## GOAL
Reproduce verbatim the lines of the records below, from the line containing "the pineapple core" through the end of the records, inclusive.

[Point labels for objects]
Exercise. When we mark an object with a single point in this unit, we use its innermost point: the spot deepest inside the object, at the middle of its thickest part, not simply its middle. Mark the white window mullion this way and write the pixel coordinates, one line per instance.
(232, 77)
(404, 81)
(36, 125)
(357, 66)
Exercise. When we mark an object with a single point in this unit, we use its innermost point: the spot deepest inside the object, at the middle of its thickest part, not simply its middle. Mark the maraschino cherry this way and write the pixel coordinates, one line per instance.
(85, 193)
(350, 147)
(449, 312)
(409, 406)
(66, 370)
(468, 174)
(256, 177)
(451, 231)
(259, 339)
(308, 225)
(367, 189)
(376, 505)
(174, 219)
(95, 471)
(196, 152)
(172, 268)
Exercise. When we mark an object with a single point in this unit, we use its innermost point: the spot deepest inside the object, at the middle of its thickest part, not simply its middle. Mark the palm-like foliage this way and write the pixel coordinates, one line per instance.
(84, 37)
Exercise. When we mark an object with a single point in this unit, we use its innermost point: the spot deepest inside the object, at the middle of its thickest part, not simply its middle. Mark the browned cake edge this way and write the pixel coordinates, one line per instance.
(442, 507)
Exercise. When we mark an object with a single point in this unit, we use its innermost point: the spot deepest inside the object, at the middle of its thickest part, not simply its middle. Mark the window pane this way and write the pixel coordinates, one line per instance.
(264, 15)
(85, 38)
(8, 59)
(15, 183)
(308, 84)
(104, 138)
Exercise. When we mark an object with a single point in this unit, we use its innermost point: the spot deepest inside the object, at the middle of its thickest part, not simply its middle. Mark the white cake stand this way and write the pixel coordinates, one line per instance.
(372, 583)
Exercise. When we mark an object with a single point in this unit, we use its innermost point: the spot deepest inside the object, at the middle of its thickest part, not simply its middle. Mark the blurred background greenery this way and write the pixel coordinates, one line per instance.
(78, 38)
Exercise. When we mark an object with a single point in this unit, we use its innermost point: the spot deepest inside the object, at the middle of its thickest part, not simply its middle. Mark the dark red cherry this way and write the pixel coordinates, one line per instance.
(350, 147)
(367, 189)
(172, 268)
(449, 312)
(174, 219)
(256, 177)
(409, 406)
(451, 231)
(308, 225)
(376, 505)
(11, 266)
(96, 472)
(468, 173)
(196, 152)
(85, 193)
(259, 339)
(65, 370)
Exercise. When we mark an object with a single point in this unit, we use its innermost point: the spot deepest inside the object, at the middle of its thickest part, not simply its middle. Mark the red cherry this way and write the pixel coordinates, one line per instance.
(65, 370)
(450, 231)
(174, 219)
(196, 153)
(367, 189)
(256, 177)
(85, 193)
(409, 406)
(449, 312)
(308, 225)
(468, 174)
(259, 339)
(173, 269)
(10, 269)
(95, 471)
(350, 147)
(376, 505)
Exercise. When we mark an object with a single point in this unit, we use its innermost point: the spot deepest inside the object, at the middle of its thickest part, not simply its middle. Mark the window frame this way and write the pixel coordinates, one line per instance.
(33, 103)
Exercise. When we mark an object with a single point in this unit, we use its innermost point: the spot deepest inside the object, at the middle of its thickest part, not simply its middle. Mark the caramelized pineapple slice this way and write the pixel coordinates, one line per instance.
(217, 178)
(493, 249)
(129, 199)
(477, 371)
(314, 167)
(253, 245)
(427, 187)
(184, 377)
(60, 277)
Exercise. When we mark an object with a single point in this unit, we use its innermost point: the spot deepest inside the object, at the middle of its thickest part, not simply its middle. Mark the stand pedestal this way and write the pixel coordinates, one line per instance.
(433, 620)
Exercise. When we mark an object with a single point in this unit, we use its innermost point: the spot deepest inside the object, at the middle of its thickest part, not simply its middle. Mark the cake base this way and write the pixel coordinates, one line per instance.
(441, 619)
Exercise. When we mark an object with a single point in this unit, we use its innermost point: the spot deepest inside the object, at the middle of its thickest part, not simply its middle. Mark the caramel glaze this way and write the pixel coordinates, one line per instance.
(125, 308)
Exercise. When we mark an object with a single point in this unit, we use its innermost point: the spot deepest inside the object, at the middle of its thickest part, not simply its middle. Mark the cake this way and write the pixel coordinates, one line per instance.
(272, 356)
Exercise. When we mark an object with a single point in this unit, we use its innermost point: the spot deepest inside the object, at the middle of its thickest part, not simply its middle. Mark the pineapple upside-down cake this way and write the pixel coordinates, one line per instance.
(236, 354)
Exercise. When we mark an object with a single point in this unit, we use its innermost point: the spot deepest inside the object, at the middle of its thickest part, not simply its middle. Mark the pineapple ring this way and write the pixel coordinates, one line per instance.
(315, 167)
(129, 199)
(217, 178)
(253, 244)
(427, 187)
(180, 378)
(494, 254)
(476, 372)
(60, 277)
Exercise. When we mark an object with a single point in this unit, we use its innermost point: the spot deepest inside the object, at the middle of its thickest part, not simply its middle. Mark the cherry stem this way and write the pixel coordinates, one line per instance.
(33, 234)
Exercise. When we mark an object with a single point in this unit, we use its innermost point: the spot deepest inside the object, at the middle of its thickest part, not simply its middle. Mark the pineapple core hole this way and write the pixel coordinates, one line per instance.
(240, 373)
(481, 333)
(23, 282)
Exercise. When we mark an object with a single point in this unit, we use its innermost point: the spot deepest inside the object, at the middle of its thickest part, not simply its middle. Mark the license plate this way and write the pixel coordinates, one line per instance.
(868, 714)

## EXERCISE OUTPUT
Exercise. When we mark an object with a single point in this unit, we use its innermost point: the spot deepest inside the object, at the middle of its thickest part, not simply its middle. Mark the pineapple core hole this way and write the pixel coordinates, one line per instance.
(240, 373)
(481, 333)
(23, 282)
Exercise. When we mark an object with a single point in this unit, we use its innermost point: the spot deepest inside the object, at the middle of its thickest part, not simply its middle. Mark the license plate this way and write the pixel coordinates, one line per instance.
(868, 714)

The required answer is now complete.